<<<<
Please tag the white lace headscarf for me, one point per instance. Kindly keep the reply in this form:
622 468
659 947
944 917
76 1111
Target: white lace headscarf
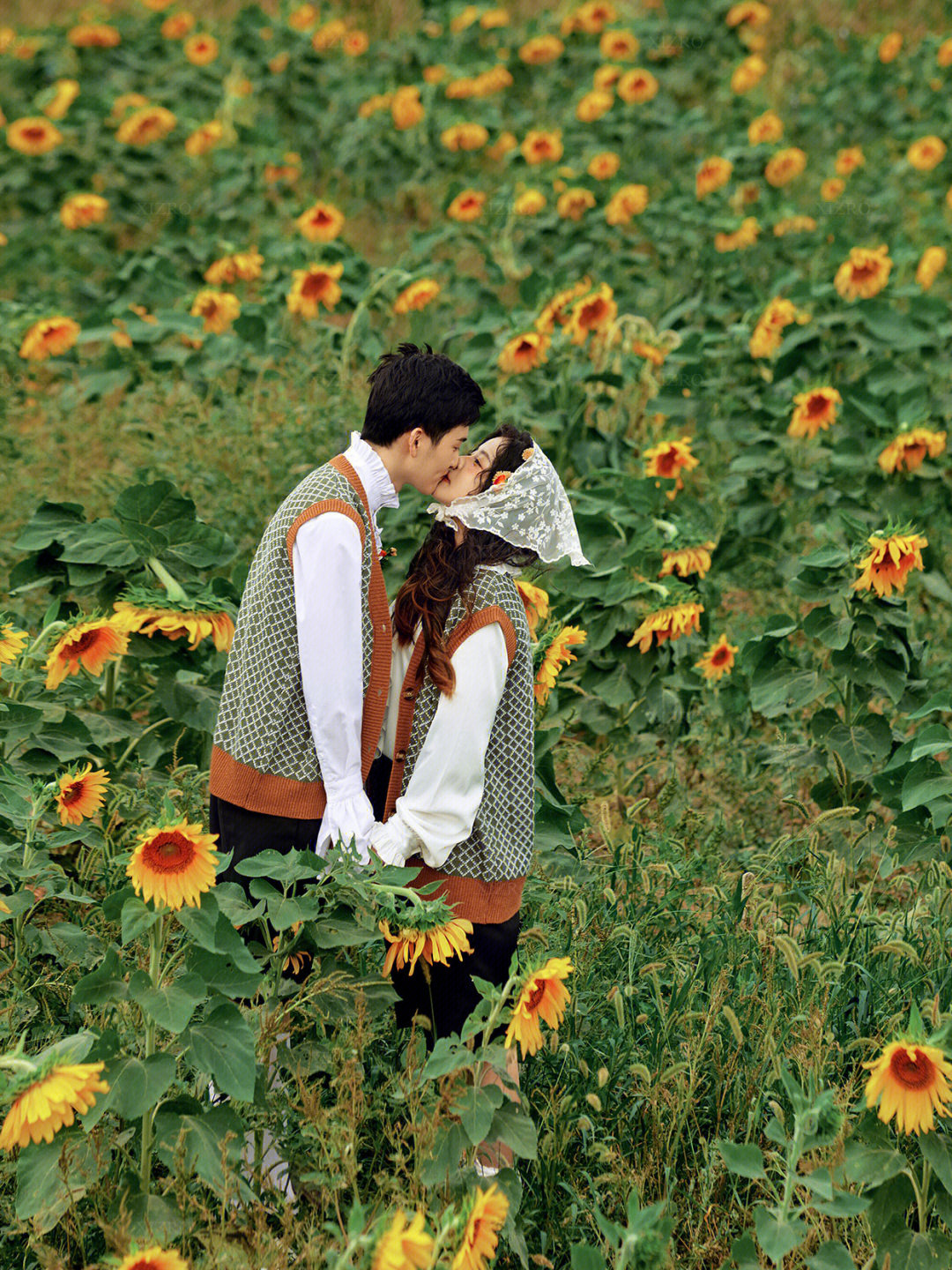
528 510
>>>>
Required work:
Lay out every line of the records above as a Markdown table with the columns Row and Record line. Number the rows in order, skip blank lines, and leave the pictures out of the answer.

Expected answer:
| Row | Record line |
|---|---|
| 1 | Please tag the white lace headscarf for me, one point per instance. Kindly keep the reply in this form: |
| 2 | 622 468 |
| 3 | 659 947 |
| 4 | 944 917 |
| 5 | 76 1111 |
| 6 | Target: white lace headscarf |
| 7 | 528 510 |